Your objective | Please scale the data from its first line through the line containing "<point>504,411</point>", inclusive, rewriting every line, including the requests. Multiply each coordinate in the answers by 0.7 and round to whole numbers with halves rounded up, leaving the sample coordinates in the requests unchanged.

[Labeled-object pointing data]
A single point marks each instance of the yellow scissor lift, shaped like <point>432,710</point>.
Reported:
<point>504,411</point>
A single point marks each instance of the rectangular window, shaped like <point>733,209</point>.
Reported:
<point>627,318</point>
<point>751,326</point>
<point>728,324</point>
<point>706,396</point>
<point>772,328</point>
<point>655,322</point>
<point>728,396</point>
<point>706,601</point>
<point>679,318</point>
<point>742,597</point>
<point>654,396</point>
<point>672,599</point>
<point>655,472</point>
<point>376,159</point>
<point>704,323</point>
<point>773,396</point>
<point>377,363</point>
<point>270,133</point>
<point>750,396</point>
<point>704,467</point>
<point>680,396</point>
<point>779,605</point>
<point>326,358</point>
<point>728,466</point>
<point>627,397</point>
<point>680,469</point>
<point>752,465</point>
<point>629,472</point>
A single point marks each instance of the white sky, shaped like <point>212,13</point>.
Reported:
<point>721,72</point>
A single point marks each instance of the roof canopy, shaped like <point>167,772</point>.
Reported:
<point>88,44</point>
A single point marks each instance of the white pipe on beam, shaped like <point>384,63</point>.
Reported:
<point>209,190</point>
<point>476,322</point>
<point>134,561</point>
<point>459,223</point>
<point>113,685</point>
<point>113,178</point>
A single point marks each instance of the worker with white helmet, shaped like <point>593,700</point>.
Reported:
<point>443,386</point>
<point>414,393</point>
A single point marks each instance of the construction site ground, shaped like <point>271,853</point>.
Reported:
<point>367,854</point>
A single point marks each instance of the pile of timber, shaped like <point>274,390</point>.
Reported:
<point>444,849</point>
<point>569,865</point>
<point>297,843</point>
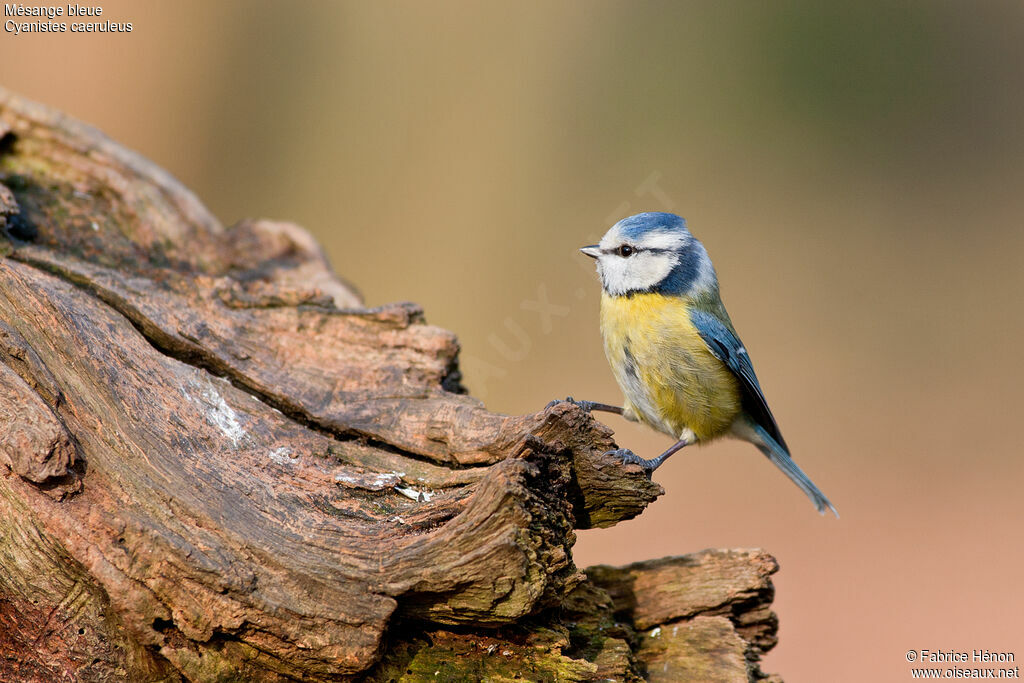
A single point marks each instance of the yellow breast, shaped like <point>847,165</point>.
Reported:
<point>670,379</point>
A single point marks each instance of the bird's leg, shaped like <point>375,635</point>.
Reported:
<point>589,406</point>
<point>648,466</point>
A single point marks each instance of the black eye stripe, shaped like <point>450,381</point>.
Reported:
<point>637,250</point>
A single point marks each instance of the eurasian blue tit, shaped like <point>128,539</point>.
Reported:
<point>673,349</point>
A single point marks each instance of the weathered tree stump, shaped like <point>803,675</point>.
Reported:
<point>216,465</point>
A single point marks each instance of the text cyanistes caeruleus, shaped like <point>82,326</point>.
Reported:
<point>673,349</point>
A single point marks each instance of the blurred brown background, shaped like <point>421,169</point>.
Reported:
<point>856,174</point>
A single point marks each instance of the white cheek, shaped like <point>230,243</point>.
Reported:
<point>638,272</point>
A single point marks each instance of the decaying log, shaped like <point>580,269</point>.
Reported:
<point>215,464</point>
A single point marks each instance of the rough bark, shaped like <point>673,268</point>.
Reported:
<point>215,464</point>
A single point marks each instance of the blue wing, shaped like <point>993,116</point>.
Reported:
<point>726,347</point>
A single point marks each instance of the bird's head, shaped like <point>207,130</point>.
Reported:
<point>652,252</point>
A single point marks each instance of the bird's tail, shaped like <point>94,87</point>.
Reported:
<point>781,459</point>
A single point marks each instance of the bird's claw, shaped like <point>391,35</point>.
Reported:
<point>630,458</point>
<point>586,406</point>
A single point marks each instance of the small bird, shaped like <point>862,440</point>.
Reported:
<point>673,349</point>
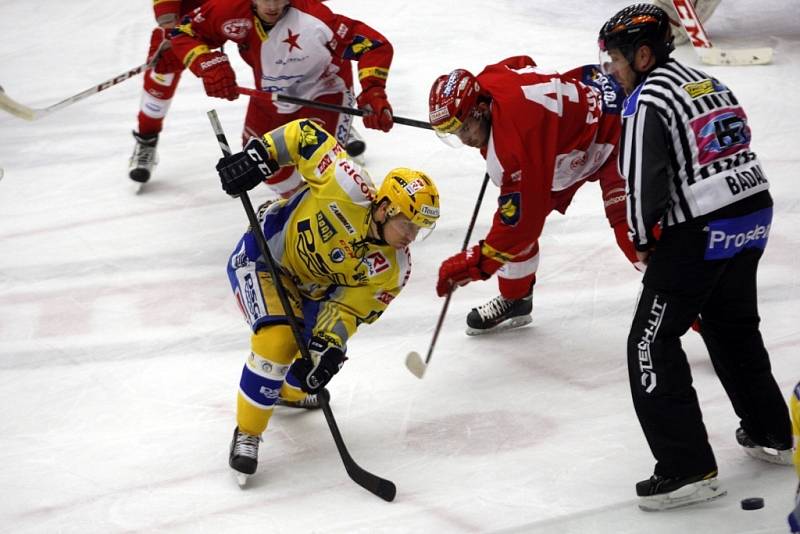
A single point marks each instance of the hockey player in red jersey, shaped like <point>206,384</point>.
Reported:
<point>160,83</point>
<point>298,48</point>
<point>543,135</point>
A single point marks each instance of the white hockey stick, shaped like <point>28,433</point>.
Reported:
<point>31,114</point>
<point>706,51</point>
<point>414,361</point>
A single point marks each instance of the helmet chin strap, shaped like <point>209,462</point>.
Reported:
<point>378,226</point>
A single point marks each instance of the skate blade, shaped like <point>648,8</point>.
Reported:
<point>136,187</point>
<point>516,322</point>
<point>703,491</point>
<point>773,456</point>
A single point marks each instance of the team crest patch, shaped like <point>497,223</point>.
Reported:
<point>311,137</point>
<point>509,208</point>
<point>704,87</point>
<point>337,255</point>
<point>337,212</point>
<point>360,45</point>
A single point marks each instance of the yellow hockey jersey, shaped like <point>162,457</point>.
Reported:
<point>319,236</point>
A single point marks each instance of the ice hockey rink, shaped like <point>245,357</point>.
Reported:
<point>121,346</point>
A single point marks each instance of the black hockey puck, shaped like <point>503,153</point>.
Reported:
<point>752,503</point>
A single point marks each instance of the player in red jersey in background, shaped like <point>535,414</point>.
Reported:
<point>543,135</point>
<point>160,83</point>
<point>298,48</point>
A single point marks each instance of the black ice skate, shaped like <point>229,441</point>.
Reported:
<point>662,493</point>
<point>144,157</point>
<point>243,457</point>
<point>309,402</point>
<point>774,453</point>
<point>499,314</point>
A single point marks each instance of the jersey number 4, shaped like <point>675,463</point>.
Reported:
<point>551,95</point>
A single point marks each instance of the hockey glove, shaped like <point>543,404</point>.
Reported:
<point>243,171</point>
<point>460,270</point>
<point>326,360</point>
<point>167,61</point>
<point>218,77</point>
<point>373,99</point>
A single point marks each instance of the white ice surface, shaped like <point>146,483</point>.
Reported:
<point>121,347</point>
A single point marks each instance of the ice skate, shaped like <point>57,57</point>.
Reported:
<point>243,457</point>
<point>499,314</point>
<point>309,402</point>
<point>773,453</point>
<point>356,146</point>
<point>144,157</point>
<point>662,493</point>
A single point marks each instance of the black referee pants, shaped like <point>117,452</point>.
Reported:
<point>679,285</point>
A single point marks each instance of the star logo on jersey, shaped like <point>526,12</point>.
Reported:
<point>291,40</point>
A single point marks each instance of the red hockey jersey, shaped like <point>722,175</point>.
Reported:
<point>548,134</point>
<point>306,54</point>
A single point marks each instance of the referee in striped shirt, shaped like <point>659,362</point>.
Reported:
<point>699,213</point>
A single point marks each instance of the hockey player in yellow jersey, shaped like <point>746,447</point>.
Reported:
<point>794,408</point>
<point>342,249</point>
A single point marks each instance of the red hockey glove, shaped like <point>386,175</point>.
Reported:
<point>460,270</point>
<point>218,77</point>
<point>374,100</point>
<point>167,62</point>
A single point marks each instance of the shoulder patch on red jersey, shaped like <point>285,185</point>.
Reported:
<point>508,206</point>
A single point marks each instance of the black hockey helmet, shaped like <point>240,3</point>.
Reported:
<point>637,25</point>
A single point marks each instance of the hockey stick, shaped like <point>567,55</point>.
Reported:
<point>383,488</point>
<point>32,114</point>
<point>324,105</point>
<point>706,51</point>
<point>413,359</point>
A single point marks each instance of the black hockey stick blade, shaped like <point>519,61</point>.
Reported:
<point>385,489</point>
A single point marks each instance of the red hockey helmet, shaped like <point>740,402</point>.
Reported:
<point>452,98</point>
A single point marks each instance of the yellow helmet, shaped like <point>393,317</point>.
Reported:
<point>411,193</point>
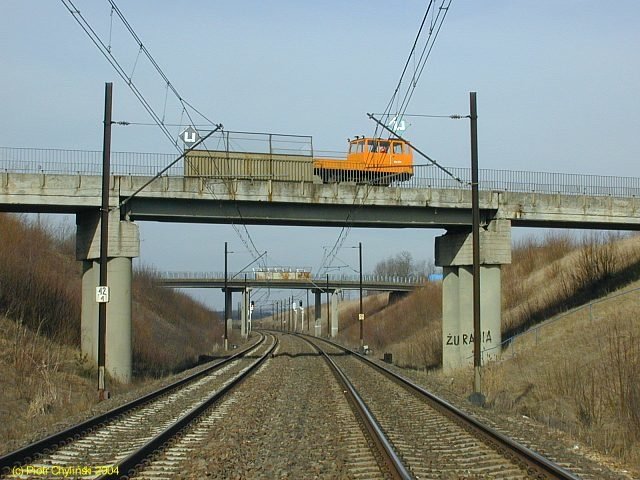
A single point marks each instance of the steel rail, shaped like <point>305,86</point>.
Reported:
<point>25,454</point>
<point>530,457</point>
<point>384,446</point>
<point>128,466</point>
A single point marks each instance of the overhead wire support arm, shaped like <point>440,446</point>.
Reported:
<point>436,164</point>
<point>159,174</point>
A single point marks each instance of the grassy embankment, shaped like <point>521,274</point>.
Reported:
<point>580,374</point>
<point>45,378</point>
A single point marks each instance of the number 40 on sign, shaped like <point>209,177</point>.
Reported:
<point>102,294</point>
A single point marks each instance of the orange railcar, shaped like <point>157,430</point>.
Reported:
<point>370,160</point>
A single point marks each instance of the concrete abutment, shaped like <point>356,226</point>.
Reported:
<point>454,253</point>
<point>124,245</point>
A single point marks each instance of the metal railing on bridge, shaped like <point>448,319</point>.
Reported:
<point>85,162</point>
<point>314,279</point>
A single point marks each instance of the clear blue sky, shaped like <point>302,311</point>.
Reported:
<point>556,85</point>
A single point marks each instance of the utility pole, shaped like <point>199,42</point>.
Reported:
<point>226,301</point>
<point>328,319</point>
<point>104,235</point>
<point>308,311</point>
<point>475,234</point>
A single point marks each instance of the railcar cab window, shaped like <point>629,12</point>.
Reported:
<point>357,146</point>
<point>378,146</point>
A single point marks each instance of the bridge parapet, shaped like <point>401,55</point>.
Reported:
<point>88,162</point>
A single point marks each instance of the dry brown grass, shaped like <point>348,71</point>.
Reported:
<point>42,380</point>
<point>581,375</point>
<point>43,375</point>
<point>555,278</point>
<point>410,328</point>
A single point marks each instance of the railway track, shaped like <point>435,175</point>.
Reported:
<point>425,437</point>
<point>114,444</point>
<point>291,419</point>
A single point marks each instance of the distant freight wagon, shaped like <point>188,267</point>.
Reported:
<point>374,161</point>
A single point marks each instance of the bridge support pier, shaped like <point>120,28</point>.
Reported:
<point>318,313</point>
<point>124,245</point>
<point>244,314</point>
<point>335,301</point>
<point>454,254</point>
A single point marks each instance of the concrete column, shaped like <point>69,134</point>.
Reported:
<point>118,354</point>
<point>89,310</point>
<point>229,308</point>
<point>124,244</point>
<point>244,313</point>
<point>318,313</point>
<point>453,253</point>
<point>335,300</point>
<point>450,318</point>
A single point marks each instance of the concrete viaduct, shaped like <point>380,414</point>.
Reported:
<point>331,285</point>
<point>506,199</point>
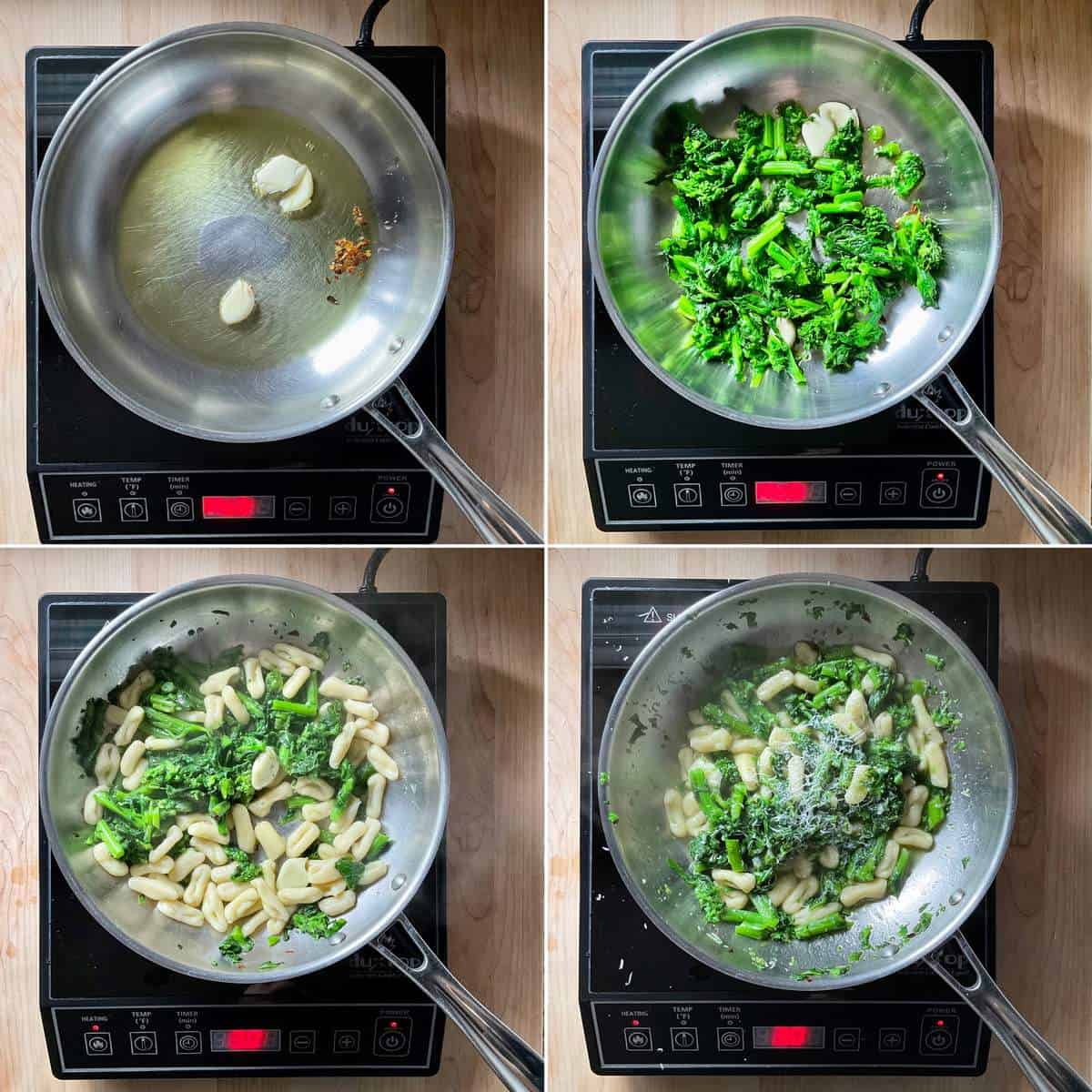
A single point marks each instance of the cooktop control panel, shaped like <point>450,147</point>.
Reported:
<point>238,505</point>
<point>255,1037</point>
<point>723,491</point>
<point>760,1033</point>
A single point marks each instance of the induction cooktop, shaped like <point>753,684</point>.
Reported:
<point>649,1007</point>
<point>108,1013</point>
<point>655,461</point>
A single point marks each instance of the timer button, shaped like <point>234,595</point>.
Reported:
<point>187,1042</point>
<point>98,1043</point>
<point>730,1038</point>
<point>638,1038</point>
<point>179,509</point>
<point>733,494</point>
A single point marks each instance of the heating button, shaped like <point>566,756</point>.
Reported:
<point>97,1043</point>
<point>638,1038</point>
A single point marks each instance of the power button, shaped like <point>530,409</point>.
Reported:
<point>390,501</point>
<point>939,489</point>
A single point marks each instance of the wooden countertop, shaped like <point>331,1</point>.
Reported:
<point>1042,147</point>
<point>495,143</point>
<point>1044,958</point>
<point>495,705</point>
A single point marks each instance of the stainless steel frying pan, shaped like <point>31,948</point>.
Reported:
<point>814,60</point>
<point>676,672</point>
<point>143,216</point>
<point>239,610</point>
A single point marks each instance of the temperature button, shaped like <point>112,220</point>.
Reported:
<point>687,495</point>
<point>98,1043</point>
<point>392,1036</point>
<point>390,501</point>
<point>683,1038</point>
<point>939,489</point>
<point>143,1042</point>
<point>939,1035</point>
<point>134,511</point>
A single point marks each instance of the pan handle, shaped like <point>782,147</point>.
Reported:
<point>1052,517</point>
<point>496,521</point>
<point>517,1066</point>
<point>1046,1069</point>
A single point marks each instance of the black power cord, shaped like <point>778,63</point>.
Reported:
<point>921,574</point>
<point>366,39</point>
<point>915,33</point>
<point>369,583</point>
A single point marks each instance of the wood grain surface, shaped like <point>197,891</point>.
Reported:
<point>495,705</point>
<point>1044,958</point>
<point>495,156</point>
<point>1043,152</point>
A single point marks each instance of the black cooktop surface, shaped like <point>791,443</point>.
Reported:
<point>649,1006</point>
<point>76,434</point>
<point>108,1011</point>
<point>704,472</point>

Task output |
A single point marks each instance of the yellow scissor lift, shaped like <point>432,710</point>.
Reported:
<point>353,288</point>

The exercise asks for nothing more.